__Selected passage__
The Department of Biochemistry is well equipped, with almost all experimentation being able to be performed in-house, including X-ray crystallography. High resolution electron microscopy and fluorescence activated cell sorting are available on campus, and we have regular access to the Australian synchrotron. The Department of Biochemistry is also home to two service units, the Centre for Protein Research and the Otago Genomics and Bioinformatics Facility.
The Cytation 5 and Cytell are digital imaging platforms with the ability to image a variety of samples in flasks, plates, dishes or on slides at 4X, 10X, and 20X.
The Illumina MiSeq sequencer is part of the OGBF. Their staff are available to help develop new methodologies and workflows.
The Department has several Roche Real Time PCR machines and the robots that can be used to set up PCR reactions in 96- and 384-well plates.
The department's inverted fluorescence microscope is a Nikon Ti2-A. This machine has both brightfield and fluorescence capabilities; boasting an expanded filter cube set and a large range of objectives (4x – 60x). It allows for the imaging of living cells (in flasks with media), along with fixed cells or tissue on slides.

__Information supplied__
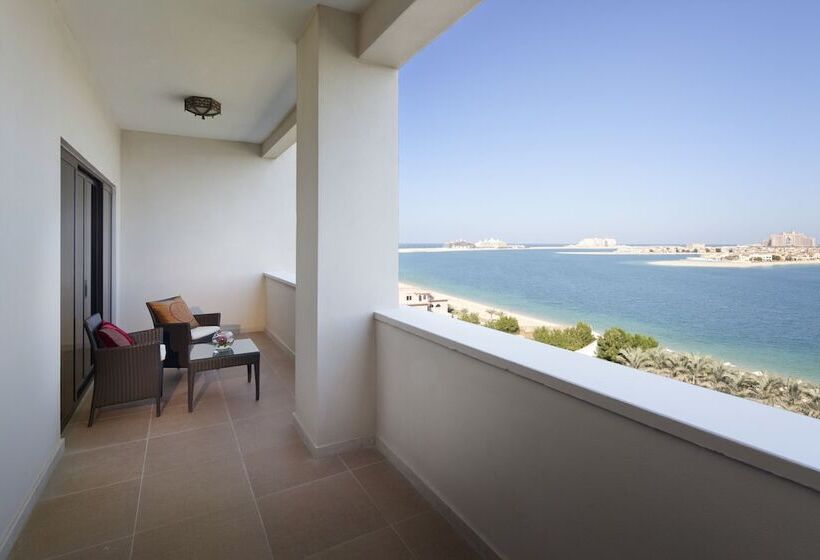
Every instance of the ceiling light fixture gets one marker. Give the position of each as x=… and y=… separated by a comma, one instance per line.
x=203, y=106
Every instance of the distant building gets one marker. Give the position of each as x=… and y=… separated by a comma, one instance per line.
x=597, y=243
x=790, y=239
x=491, y=243
x=459, y=244
x=422, y=300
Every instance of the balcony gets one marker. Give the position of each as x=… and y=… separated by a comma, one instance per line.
x=380, y=432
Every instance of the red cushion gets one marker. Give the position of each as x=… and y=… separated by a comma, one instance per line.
x=110, y=335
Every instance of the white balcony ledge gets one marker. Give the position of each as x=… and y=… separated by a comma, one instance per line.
x=286, y=278
x=771, y=439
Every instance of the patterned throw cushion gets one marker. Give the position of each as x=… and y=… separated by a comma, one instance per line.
x=110, y=335
x=173, y=310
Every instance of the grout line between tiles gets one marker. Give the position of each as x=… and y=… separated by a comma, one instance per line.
x=139, y=492
x=76, y=550
x=375, y=505
x=100, y=487
x=245, y=469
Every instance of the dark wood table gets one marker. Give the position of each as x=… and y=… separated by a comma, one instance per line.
x=204, y=357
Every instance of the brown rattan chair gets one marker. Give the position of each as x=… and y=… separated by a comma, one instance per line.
x=125, y=373
x=177, y=336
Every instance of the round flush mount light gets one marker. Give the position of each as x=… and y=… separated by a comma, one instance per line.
x=203, y=106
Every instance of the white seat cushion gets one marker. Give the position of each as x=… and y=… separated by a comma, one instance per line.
x=198, y=333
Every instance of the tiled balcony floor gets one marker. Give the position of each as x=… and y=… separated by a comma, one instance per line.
x=231, y=480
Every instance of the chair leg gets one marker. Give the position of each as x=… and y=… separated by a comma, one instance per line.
x=93, y=407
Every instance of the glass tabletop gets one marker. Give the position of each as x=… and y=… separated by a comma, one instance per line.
x=208, y=350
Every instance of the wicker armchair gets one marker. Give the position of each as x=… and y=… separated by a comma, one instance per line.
x=125, y=373
x=177, y=336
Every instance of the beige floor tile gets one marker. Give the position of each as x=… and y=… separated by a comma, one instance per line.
x=248, y=407
x=381, y=545
x=176, y=418
x=391, y=492
x=206, y=488
x=238, y=372
x=362, y=457
x=81, y=414
x=122, y=429
x=429, y=537
x=95, y=468
x=225, y=535
x=274, y=469
x=188, y=449
x=239, y=387
x=175, y=388
x=77, y=521
x=114, y=550
x=269, y=431
x=316, y=516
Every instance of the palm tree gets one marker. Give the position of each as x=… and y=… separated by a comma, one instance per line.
x=635, y=358
x=725, y=379
x=771, y=390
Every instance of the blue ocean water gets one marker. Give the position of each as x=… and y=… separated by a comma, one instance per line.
x=757, y=318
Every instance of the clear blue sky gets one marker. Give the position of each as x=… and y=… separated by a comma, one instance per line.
x=650, y=121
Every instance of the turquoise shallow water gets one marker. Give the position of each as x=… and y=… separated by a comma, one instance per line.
x=758, y=318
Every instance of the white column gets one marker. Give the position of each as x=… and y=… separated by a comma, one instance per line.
x=347, y=229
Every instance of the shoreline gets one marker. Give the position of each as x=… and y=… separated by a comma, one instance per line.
x=473, y=249
x=704, y=263
x=528, y=324
x=525, y=322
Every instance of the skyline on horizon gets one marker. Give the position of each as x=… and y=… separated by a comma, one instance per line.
x=650, y=123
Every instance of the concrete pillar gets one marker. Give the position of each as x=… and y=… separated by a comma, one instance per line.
x=347, y=229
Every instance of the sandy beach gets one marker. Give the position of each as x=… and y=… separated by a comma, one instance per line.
x=527, y=323
x=472, y=249
x=709, y=263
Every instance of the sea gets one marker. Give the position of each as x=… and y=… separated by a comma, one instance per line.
x=765, y=318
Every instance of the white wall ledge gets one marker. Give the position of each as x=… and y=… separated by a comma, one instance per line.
x=286, y=278
x=775, y=440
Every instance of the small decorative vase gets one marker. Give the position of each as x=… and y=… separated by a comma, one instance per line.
x=223, y=340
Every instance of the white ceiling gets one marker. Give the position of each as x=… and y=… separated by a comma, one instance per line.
x=146, y=56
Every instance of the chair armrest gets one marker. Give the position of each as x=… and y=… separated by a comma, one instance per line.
x=177, y=336
x=208, y=319
x=150, y=336
x=127, y=360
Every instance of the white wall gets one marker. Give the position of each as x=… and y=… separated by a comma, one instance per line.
x=540, y=474
x=45, y=94
x=203, y=219
x=281, y=305
x=347, y=227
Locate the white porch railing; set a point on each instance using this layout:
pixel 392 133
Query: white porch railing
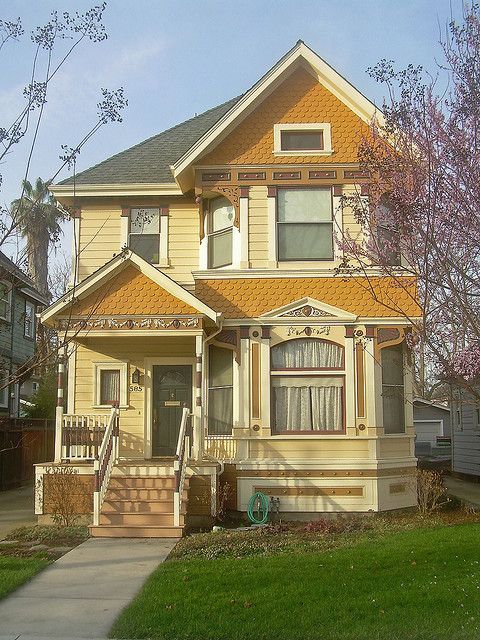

__Tasks for this exercise__
a – Reproduce the passage on the Department of Biochemistry's equipment starting with "The Illumina MiSeq" and going on through "and 384-well plates.", swapping "Roche" for "Bio-Rad".
b – According to the passage on the Department of Biochemistry's equipment, at what magnifications can the Cytation 5 and Cytell image samples?

__Answer set__
a –
The Illumina MiSeq sequencer is part of the OGBF. Their staff are available to help develop new methodologies and workflows.
The Department has several Bio-Rad Real Time PCR machines and the robots that can be used to set up PCR reactions in 96- and 384-well plates.

b – 4X, 10X, and 20X.